(Collected data entries)
· · · · ·

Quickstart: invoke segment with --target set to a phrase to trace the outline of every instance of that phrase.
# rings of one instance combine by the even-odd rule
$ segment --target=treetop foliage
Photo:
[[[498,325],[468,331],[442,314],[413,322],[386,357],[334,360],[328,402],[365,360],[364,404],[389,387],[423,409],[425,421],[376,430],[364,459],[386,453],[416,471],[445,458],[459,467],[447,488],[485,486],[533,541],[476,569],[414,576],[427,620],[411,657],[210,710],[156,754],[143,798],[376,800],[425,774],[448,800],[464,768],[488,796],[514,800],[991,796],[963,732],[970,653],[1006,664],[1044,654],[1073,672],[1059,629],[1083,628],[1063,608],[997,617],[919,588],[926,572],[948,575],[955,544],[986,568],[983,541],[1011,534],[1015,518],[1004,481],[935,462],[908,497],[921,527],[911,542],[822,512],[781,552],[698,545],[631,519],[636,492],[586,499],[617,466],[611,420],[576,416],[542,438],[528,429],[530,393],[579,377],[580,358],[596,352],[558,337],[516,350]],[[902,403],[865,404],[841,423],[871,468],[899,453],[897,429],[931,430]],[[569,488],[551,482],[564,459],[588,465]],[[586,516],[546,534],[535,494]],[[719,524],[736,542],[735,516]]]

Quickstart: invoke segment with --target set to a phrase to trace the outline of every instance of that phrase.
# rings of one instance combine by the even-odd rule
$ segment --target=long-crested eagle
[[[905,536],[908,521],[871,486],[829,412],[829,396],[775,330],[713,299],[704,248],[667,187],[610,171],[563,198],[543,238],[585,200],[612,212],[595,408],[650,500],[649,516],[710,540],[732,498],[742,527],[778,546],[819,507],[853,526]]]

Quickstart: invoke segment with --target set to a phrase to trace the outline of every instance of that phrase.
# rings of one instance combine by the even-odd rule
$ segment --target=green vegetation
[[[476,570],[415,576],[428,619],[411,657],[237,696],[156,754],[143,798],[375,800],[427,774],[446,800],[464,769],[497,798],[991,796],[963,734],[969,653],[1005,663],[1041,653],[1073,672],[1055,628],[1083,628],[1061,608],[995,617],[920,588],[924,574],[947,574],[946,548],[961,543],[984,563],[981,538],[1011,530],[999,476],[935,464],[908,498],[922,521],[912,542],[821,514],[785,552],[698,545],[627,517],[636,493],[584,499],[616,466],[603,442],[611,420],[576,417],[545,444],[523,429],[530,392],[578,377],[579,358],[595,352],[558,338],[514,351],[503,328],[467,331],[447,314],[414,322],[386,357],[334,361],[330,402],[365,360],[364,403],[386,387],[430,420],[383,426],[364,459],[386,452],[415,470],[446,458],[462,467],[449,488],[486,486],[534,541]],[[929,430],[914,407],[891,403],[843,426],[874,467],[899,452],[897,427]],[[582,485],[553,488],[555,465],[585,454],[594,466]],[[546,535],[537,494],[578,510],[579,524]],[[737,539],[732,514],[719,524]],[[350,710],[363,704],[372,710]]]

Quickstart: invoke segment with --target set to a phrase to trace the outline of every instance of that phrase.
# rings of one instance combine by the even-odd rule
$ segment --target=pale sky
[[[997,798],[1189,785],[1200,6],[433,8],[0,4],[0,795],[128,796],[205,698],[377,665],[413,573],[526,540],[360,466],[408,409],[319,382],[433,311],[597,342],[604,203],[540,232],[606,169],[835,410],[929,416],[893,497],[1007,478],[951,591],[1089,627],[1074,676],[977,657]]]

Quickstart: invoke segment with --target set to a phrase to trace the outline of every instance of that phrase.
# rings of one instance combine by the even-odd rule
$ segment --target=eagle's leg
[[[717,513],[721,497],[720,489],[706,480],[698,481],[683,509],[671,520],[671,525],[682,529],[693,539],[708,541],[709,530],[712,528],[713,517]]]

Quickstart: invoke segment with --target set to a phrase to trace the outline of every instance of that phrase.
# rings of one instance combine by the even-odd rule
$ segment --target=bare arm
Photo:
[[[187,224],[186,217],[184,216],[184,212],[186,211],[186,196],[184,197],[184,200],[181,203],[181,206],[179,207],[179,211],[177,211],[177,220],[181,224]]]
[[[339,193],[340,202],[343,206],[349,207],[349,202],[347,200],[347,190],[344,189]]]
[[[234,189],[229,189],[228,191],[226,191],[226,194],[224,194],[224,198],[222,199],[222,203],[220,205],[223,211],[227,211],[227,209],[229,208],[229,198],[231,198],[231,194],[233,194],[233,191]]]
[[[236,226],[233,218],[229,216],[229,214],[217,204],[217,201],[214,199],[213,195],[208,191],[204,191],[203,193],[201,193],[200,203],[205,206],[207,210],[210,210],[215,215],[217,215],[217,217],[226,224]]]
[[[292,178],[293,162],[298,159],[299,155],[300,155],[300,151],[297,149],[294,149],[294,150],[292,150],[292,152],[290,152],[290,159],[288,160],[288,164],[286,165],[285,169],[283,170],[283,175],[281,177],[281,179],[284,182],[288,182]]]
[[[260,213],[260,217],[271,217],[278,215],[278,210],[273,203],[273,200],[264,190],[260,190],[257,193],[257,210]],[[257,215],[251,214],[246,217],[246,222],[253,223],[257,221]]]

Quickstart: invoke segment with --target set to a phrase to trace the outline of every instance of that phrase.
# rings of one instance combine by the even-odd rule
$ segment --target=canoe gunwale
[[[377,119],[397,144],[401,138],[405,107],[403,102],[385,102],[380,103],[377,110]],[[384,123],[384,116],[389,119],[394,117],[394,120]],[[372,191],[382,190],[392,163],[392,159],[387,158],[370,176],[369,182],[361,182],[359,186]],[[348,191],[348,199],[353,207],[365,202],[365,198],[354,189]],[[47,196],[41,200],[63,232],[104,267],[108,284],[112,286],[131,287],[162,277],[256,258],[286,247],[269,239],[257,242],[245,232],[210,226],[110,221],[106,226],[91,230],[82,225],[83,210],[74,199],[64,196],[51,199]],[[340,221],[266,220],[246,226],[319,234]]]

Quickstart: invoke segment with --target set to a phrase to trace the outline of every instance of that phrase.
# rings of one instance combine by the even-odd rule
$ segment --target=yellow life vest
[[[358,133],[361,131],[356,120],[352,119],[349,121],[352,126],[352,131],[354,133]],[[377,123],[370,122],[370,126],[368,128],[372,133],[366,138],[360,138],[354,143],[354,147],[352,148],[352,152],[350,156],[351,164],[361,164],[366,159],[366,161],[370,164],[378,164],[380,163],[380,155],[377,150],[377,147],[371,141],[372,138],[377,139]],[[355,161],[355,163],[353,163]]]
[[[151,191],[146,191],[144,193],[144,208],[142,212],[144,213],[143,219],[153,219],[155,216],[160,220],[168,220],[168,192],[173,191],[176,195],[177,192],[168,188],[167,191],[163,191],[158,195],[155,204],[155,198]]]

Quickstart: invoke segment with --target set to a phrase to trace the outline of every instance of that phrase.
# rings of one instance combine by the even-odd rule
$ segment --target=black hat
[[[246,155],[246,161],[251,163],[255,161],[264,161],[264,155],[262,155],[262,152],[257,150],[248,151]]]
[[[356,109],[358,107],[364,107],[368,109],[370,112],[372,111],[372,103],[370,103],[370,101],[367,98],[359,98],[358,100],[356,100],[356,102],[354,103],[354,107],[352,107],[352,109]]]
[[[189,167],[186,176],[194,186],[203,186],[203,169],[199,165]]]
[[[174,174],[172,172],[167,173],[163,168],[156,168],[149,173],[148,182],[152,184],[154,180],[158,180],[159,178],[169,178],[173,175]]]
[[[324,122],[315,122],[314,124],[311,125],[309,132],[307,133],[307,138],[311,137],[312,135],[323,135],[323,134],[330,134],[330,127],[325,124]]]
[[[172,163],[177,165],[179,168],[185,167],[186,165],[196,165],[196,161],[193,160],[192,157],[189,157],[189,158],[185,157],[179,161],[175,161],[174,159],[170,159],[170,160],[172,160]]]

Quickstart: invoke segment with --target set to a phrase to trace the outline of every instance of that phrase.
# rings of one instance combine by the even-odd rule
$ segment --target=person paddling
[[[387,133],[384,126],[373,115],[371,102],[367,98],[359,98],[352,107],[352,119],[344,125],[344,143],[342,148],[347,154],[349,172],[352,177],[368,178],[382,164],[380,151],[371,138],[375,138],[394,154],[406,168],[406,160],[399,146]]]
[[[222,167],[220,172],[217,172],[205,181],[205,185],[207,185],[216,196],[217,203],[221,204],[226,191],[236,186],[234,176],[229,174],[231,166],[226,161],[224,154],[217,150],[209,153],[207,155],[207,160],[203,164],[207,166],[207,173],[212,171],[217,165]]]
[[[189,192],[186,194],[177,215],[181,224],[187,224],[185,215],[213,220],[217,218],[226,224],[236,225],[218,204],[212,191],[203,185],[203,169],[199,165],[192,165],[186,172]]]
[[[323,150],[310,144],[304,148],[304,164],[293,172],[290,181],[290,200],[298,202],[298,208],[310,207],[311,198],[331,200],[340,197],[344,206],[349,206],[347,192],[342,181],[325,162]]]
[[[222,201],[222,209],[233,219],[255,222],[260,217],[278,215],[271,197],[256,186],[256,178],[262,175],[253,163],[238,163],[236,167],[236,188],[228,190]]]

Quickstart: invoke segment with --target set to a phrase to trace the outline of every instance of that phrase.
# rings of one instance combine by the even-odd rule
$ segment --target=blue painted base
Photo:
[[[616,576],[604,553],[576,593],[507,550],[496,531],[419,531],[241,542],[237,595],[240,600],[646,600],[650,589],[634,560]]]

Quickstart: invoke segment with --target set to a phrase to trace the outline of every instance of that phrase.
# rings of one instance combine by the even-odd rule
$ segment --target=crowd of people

· · · · ·

- _Exercise instructions_: If a line falls between the first line of the data above and the line holding "segment --target=treetop foliage", inclusive, retype it exactly; retype no other line.

- _Exercise output_:
Quickstart: invoke segment with --target set to a phrase to trace the outline of every instance of that phrase.
# rings of one instance combine by the even-odd rule
$ segment --target=treetop foliage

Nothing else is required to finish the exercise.